> Provided text

□ □ □ □

To set up this experiment, the first thing I did was grow my bacterial cultures, which contained siRNA, that would be used to silence a targeted gene, on a Monday evening. The bacteria were then incubated for 16 hours. After 16 hours a 100 microliter spot of each bacterium was placed on a RNAi plate and incubated at room temperature for 24 hours. On Wednesday morning I set up my experiment, placing 5 L4 N2 C.elegans hermaphrodites on each plate and incubating them at 22 degrees Celsius overnight. On Thursday I picked off the matured C. elegans hermaphrodites, leaving on the plates the eggs which had been laid. Then on Friday I counted the amount of hatched and unhatched eggs on each plate. The results of this experiment showed that silencing the M05D6.2 gene in N2 hermaphrodite C.elegans had no effect in progeny count. This is exactly the result we wanted to see. Showing that this gene does not play a role in hermaphrodite fertility helps solidify our previous conclusion that the M05D6.2 gene plays a role in male fertility.

□ □ □ □

> Problem set
1. In the RNAi experiment description, why was it the desired outcome that silencing M05D6.2 did not change progeny count in N2 hermaphrodites? Answer in one to three sentences.
2. Please continue the RNAi experiment description, picking up right after its final sentence.

> Material provided

□ □ □ □

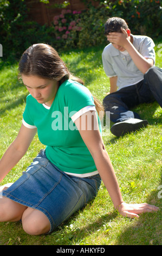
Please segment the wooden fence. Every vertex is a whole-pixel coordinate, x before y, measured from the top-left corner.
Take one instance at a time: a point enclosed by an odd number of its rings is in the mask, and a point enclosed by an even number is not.
[[[89,0],[87,0],[88,2]],[[60,14],[62,9],[54,8],[54,4],[61,4],[63,0],[50,0],[49,4],[45,4],[40,3],[39,0],[25,0],[25,3],[29,9],[30,20],[37,22],[41,25],[47,24],[50,25],[53,20],[54,16]],[[94,6],[99,5],[99,2],[93,2]],[[67,9],[72,11],[82,10],[86,9],[86,6],[81,0],[70,0],[70,5],[68,5]]]

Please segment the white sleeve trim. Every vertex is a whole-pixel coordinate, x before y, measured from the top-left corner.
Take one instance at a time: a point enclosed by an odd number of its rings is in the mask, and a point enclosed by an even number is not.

□ □ □ □

> Exercise responses
1. It showed that the M05D6.2 gene does not play a role in hermaphrodite fertility. That finding helps solidify the earlier conclusion that the gene plays a role in male fertility.

2.
Along with collecting the data from this experiment, I have also been performing statistical analysis using a program called R. The next step in my research will be to learn how to use a technique known as microscopy to view internally the impact of the RNAi treatments on male C. elegans as well as hermaphrodites. I will also be setting up a new cross between two different C. elegans strains to see how the fertility of these two strains are effected after being exposed to the RNAi treatment.
The research that I am conducting in the academic year of, 2016-2017 in the UGR research program is a continuation of the research I performed during the academic year of 2015-2016. That research involved looking into the potential function of the M05D6.2 gene and its connection to the TCP11 gene in humans. To perform this research, we used the model organism of C. elegans. We compared the M05D6.2 gene to the TCP11 gene, which is the human ortholog of M05D6.2, to see its impact on fertility. At the end of the year, the preliminary data that we collected allowed us to conclude that we believe the M05D6.2 gene plays a role in male infertility. The approach we used in making this conclusion was by using RNAi, more commonly known and RNA interference. What we were looking for was a decrease in progeny count in the C. elegans that were exposed to the M05D6.2 treatment.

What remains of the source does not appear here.